**RAW DATA**

[Start of section]

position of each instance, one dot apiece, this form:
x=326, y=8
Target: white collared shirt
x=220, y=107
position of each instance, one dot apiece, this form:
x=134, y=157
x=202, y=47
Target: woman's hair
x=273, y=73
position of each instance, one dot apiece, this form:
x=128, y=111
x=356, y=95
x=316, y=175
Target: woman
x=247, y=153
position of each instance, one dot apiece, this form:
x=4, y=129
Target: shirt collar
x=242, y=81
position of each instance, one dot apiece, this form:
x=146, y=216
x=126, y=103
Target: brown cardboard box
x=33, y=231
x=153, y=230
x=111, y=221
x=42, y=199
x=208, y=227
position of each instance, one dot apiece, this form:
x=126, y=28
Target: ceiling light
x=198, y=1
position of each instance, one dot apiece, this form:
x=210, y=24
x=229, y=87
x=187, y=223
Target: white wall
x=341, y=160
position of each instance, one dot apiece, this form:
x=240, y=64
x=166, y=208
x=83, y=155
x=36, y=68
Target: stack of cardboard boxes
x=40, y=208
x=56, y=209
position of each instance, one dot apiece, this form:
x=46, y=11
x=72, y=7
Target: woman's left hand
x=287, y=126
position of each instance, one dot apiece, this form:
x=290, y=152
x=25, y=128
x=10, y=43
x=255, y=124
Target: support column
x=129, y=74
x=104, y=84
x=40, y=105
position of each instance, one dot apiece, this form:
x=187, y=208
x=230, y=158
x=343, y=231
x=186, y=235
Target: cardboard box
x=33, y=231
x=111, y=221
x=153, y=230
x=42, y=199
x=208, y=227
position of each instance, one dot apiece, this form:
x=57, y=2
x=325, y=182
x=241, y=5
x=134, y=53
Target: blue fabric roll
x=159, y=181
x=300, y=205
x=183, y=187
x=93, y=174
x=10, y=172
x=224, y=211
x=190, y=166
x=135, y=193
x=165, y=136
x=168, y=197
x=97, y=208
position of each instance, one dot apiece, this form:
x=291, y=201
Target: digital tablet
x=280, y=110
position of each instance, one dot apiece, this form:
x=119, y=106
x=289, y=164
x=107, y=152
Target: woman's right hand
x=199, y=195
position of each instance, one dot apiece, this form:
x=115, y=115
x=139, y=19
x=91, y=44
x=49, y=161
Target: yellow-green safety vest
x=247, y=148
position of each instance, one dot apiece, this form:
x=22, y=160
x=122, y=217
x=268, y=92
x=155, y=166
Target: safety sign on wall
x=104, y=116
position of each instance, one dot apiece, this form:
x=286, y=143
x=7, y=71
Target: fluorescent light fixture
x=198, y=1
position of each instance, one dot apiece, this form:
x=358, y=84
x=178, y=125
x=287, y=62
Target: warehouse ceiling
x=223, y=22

[End of section]
[Start of section]

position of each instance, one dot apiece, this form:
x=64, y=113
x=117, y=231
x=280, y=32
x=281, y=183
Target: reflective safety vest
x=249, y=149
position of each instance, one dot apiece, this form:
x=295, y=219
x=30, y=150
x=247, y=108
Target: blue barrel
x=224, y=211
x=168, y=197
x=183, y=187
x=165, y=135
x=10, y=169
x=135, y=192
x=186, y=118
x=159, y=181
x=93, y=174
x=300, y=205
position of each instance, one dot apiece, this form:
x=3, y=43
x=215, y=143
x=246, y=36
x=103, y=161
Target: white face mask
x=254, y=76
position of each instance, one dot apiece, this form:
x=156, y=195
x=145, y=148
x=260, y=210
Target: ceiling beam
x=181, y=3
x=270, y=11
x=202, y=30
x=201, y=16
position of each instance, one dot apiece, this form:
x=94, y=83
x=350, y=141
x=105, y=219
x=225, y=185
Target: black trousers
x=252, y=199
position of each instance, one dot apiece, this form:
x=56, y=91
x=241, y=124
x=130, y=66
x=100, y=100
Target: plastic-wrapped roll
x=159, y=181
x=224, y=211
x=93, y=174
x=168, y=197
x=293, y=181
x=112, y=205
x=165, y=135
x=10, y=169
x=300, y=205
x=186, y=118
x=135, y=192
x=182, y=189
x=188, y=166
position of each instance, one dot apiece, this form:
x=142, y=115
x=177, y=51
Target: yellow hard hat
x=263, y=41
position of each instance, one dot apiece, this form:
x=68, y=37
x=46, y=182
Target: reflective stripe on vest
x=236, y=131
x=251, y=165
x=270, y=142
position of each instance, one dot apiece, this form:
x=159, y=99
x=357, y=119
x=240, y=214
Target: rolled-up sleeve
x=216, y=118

[End of section]

**PROBLEM**
In the entries above, find the line holding "x=295, y=219" and the line holding "x=240, y=214"; print both of them and every line between, exactly, and nothing else.

**FINISHED TASK**
x=295, y=219
x=30, y=150
x=247, y=108
Target: blue barrel
x=224, y=211
x=168, y=197
x=183, y=187
x=165, y=135
x=10, y=169
x=135, y=192
x=186, y=118
x=159, y=181
x=93, y=174
x=300, y=205
position of each instance, one dot apiece, this form:
x=3, y=43
x=215, y=143
x=246, y=36
x=103, y=161
Target: white face mask
x=254, y=76
position of each instance, one dot apiece, this form:
x=156, y=195
x=145, y=148
x=260, y=210
Target: ceiling beam
x=181, y=3
x=270, y=11
x=202, y=30
x=201, y=16
position of each instance, one dot apiece, this form:
x=94, y=83
x=350, y=141
x=105, y=219
x=225, y=185
Target: black trousers
x=252, y=199
position of each instance, one dot apiece, this form:
x=56, y=91
x=241, y=124
x=130, y=66
x=100, y=100
Target: plastic-wrapped roll
x=159, y=181
x=224, y=211
x=93, y=174
x=168, y=197
x=293, y=181
x=112, y=205
x=165, y=135
x=10, y=169
x=300, y=205
x=186, y=118
x=135, y=192
x=182, y=189
x=188, y=166
position of each instance, one dot apiece, this form:
x=142, y=115
x=177, y=51
Target: yellow hard hat
x=263, y=41
position of each instance, one dot apiece, this form:
x=68, y=37
x=46, y=182
Target: reflective stripe on vest
x=236, y=131
x=251, y=165
x=270, y=142
position of each instance, one dot apiece, this form:
x=159, y=99
x=357, y=119
x=240, y=214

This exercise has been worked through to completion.